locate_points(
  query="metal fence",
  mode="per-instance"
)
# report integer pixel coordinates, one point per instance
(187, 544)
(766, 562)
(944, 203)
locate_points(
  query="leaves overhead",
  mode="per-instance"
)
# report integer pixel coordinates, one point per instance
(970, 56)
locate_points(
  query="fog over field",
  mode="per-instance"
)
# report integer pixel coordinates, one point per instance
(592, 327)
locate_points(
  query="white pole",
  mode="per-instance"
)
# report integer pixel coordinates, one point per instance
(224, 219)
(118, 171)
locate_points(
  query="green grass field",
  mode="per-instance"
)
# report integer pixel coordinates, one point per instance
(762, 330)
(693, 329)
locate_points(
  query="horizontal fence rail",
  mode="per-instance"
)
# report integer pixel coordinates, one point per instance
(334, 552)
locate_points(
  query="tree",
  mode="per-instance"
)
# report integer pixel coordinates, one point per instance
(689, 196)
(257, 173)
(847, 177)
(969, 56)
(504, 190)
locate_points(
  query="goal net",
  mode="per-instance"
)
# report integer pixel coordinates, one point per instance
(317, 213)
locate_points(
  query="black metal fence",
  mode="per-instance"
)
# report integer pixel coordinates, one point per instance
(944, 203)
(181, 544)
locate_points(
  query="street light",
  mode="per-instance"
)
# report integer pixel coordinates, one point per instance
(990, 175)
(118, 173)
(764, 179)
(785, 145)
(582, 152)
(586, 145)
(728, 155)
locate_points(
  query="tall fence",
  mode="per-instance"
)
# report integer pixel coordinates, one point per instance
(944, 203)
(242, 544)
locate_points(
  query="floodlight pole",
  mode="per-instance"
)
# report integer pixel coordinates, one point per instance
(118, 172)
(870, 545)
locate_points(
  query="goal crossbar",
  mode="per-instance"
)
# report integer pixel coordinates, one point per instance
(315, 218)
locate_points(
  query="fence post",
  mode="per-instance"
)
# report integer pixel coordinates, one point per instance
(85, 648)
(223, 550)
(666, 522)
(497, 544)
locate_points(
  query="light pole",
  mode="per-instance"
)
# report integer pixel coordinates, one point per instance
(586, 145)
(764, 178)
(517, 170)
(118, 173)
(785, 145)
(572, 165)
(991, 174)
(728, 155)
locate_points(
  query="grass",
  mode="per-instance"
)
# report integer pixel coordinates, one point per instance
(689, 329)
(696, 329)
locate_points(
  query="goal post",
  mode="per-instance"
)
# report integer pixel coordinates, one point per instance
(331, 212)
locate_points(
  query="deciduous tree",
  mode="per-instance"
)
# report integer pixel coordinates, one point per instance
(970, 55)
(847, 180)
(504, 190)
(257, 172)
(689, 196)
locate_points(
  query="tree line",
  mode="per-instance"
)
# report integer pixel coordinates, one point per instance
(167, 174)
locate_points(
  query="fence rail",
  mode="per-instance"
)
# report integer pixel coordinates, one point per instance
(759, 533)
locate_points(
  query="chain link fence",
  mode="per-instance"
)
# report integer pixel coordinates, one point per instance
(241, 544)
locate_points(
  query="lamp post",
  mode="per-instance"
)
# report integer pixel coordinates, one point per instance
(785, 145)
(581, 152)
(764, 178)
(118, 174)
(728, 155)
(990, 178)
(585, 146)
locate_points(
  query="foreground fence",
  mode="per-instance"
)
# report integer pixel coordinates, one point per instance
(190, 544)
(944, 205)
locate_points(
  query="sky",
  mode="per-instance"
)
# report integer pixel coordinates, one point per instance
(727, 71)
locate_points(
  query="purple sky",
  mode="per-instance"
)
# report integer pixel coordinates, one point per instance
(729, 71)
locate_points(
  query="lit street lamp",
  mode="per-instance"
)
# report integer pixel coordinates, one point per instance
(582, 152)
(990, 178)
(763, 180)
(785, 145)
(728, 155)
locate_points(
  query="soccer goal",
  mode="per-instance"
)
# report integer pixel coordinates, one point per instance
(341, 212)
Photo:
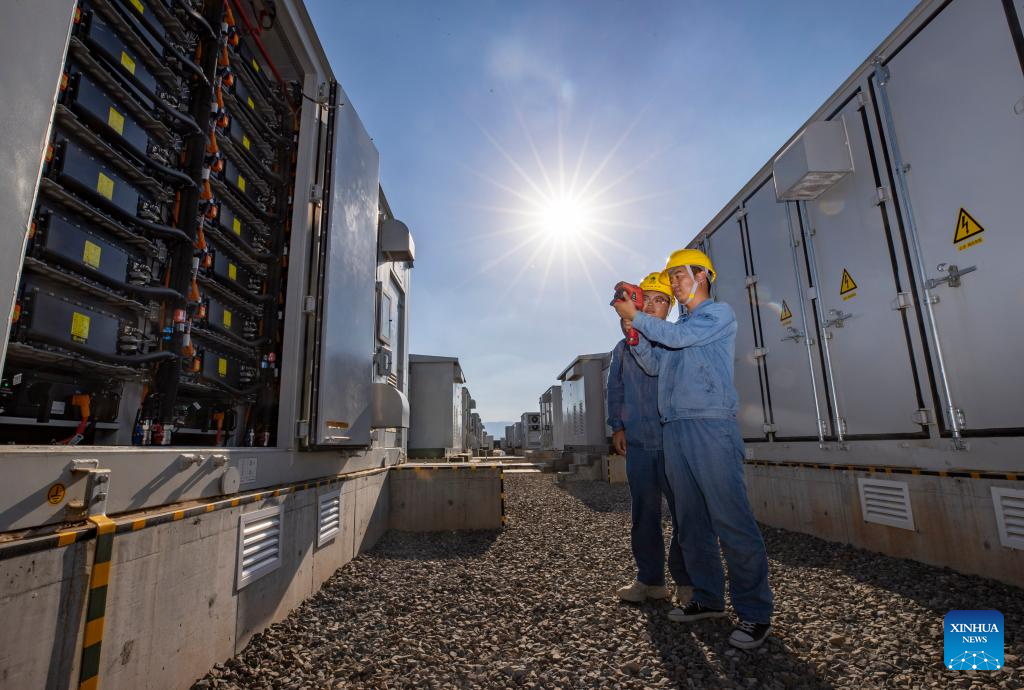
★ ★ ★ ★
Please extract each line of the records above that contains the word "goal". Uppercase and lowercase letters count as different.

Final answer:
  query="goal net",
  query="goal crossbar",
  query="goal post",
  query="soccer goal",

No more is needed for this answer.